§ Exercise directions: From the records below, please repeat exactly the line that has "x=1168, y=443", the line that has "Point out every instance of the calm", and every line between them, and nothing else.

....

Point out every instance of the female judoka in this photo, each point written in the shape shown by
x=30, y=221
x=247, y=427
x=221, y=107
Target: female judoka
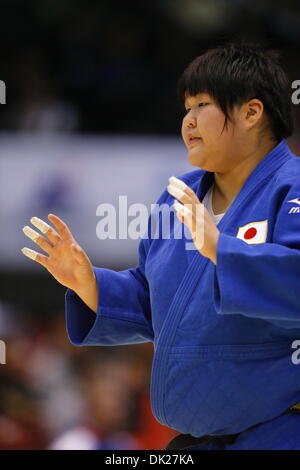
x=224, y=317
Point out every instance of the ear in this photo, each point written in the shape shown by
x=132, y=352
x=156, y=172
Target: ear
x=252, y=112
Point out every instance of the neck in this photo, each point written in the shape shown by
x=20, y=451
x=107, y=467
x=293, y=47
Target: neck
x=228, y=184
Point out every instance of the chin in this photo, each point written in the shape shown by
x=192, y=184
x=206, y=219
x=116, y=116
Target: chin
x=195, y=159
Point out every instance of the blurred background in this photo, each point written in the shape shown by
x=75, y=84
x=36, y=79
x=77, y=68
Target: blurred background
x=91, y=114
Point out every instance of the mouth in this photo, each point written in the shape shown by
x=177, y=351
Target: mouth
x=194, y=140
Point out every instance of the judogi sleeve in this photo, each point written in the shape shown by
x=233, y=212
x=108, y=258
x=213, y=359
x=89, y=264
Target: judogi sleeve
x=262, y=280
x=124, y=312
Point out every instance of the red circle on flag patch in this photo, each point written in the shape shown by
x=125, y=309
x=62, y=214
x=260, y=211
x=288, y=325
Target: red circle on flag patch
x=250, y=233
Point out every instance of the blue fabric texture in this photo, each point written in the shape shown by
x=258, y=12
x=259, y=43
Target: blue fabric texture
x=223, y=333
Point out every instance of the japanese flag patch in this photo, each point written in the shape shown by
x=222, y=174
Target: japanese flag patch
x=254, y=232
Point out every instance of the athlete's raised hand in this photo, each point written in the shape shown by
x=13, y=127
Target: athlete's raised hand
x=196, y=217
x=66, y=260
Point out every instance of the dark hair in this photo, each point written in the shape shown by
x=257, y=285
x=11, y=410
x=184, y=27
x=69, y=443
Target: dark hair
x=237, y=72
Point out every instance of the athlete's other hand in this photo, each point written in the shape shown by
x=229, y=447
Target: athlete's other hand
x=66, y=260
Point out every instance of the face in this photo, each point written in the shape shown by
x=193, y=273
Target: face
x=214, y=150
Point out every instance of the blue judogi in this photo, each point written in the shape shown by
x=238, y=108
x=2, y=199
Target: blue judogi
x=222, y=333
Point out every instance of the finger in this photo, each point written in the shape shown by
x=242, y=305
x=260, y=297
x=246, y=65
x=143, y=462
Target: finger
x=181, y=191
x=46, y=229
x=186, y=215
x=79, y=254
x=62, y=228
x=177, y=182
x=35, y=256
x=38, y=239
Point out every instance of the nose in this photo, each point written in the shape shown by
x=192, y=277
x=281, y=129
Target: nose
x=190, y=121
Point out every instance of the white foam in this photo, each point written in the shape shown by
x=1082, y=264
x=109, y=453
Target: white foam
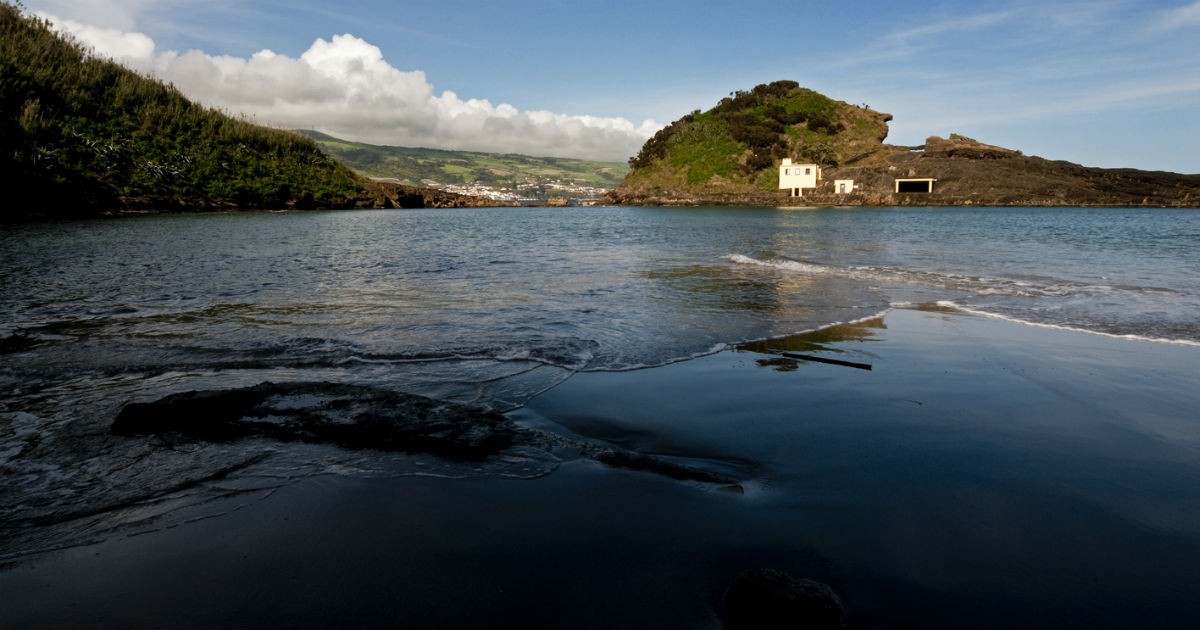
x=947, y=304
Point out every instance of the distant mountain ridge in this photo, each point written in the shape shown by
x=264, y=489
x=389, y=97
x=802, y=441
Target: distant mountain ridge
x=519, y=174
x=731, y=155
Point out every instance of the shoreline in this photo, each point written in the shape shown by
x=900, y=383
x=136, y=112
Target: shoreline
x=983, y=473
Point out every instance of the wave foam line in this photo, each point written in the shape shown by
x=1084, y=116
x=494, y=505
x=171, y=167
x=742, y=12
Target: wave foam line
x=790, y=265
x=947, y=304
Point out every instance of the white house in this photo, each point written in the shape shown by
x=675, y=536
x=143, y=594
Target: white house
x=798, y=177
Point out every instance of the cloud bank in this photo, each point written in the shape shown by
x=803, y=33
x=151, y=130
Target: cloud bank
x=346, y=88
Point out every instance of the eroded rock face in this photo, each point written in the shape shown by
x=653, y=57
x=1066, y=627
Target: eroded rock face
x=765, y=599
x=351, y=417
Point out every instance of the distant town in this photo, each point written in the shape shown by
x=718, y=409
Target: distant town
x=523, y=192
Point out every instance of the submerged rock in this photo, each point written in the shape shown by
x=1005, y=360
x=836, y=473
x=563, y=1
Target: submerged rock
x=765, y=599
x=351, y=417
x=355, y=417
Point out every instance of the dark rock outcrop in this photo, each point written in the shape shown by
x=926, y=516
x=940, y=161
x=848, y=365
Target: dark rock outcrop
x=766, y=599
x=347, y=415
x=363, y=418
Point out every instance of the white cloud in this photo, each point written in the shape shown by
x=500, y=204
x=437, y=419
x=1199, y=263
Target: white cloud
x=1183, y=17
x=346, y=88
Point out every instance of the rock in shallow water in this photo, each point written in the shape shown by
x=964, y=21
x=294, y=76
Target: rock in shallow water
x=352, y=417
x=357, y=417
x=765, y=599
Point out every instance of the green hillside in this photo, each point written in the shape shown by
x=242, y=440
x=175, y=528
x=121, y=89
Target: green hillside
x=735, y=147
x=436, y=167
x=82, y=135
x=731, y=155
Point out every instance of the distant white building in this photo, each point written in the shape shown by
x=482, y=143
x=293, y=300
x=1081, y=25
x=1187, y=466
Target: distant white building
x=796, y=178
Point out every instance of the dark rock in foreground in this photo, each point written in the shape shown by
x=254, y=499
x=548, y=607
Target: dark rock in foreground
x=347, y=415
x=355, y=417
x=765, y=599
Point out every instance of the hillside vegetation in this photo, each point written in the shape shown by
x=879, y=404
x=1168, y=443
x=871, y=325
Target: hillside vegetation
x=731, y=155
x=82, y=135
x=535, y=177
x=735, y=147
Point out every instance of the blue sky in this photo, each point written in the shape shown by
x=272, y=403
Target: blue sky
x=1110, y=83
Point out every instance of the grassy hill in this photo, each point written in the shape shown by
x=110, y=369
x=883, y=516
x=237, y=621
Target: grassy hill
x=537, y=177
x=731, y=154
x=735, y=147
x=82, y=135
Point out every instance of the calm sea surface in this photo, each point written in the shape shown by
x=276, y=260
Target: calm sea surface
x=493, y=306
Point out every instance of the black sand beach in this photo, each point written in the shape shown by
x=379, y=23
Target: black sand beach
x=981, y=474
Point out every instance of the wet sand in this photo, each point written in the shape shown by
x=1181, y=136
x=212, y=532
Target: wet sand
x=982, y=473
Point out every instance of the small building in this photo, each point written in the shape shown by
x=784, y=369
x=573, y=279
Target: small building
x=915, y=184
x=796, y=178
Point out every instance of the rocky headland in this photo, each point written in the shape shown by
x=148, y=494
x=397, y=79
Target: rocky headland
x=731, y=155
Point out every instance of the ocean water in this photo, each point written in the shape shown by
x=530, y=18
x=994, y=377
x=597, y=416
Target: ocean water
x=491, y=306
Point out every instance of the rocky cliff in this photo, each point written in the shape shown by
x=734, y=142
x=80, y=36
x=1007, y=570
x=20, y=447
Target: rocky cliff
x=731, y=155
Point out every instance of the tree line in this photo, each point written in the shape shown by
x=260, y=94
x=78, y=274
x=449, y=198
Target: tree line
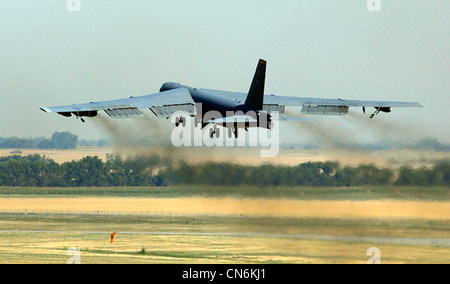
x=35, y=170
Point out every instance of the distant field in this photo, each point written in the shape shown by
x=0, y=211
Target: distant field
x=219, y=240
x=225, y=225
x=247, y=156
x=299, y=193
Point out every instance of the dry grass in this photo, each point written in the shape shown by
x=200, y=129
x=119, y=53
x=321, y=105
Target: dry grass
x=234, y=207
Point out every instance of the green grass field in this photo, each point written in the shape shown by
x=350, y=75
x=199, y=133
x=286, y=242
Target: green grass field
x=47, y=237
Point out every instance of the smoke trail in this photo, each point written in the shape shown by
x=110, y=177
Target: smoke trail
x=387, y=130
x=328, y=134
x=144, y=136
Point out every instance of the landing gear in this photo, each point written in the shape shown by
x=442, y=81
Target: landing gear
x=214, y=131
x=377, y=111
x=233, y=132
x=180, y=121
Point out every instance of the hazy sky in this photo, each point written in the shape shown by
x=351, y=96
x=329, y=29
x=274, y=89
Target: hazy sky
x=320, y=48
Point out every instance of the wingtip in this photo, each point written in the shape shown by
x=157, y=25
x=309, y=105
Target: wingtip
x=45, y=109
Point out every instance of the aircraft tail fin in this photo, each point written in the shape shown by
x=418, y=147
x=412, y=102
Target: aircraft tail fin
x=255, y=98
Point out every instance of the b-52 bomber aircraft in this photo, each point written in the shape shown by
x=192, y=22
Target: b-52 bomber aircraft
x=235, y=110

....

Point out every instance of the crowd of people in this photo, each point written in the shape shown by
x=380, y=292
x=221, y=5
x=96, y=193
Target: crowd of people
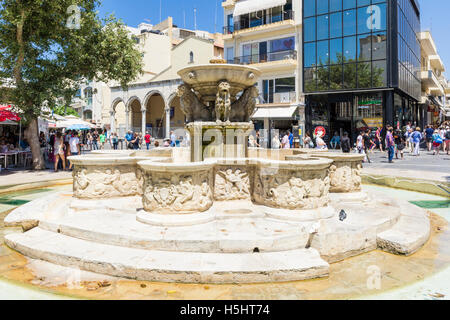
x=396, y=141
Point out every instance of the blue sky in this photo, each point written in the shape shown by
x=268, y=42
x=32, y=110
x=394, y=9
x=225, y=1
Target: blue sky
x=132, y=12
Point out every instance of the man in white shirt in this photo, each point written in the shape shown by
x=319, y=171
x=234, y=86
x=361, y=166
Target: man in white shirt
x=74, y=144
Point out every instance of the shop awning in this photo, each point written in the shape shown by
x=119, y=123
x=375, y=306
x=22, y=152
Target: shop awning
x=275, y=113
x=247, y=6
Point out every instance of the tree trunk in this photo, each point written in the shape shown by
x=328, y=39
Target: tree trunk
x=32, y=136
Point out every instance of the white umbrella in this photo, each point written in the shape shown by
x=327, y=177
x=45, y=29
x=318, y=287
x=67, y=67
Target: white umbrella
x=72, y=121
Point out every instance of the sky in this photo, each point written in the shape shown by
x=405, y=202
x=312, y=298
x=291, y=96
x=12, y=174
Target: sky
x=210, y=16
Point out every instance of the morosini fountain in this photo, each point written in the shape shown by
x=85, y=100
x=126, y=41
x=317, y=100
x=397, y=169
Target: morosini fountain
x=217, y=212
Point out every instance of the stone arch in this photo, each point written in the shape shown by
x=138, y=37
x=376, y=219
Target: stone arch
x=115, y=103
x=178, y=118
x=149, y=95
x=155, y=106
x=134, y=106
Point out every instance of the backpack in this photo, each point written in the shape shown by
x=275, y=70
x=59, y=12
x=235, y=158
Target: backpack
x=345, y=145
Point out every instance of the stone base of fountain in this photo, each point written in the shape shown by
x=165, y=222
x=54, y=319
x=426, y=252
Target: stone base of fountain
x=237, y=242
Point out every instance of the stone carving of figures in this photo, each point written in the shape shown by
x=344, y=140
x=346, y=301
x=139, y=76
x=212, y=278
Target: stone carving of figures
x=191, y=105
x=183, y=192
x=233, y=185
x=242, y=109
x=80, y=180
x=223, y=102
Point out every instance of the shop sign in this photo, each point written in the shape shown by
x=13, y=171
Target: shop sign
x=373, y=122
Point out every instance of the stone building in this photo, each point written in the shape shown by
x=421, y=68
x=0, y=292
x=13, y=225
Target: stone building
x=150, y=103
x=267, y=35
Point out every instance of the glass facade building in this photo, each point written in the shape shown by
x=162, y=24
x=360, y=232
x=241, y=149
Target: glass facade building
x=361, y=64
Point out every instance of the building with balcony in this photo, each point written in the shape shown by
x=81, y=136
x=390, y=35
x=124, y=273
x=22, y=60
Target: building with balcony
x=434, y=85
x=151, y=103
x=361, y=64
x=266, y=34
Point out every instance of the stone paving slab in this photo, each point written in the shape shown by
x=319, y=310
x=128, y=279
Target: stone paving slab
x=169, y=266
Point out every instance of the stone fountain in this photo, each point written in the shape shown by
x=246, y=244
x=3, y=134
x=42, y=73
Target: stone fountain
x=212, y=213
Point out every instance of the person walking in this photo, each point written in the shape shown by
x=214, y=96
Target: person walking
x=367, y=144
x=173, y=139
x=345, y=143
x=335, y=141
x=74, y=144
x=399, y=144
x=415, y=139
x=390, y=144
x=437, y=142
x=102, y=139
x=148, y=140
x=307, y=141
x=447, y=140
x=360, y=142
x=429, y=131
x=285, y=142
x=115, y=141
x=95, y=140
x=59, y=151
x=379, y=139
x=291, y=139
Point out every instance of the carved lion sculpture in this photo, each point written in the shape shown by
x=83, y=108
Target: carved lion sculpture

....

§ Written solution:
x=1168, y=443
x=871, y=325
Target: hillside vegetation
x=731, y=155
x=82, y=135
x=535, y=177
x=735, y=147
Point out every instance of the blue sky in this photo, each point written in the shape shown by
x=272, y=403
Target: blue sky
x=1110, y=83
Point out every instance of the grassy hill in this photo, each point written in the shape shown by
x=110, y=369
x=883, y=516
x=237, y=621
Target: grassy hill
x=537, y=177
x=731, y=154
x=735, y=147
x=82, y=135
Point out every instance of the calm sea surface in this photo, each point written in the shape shown by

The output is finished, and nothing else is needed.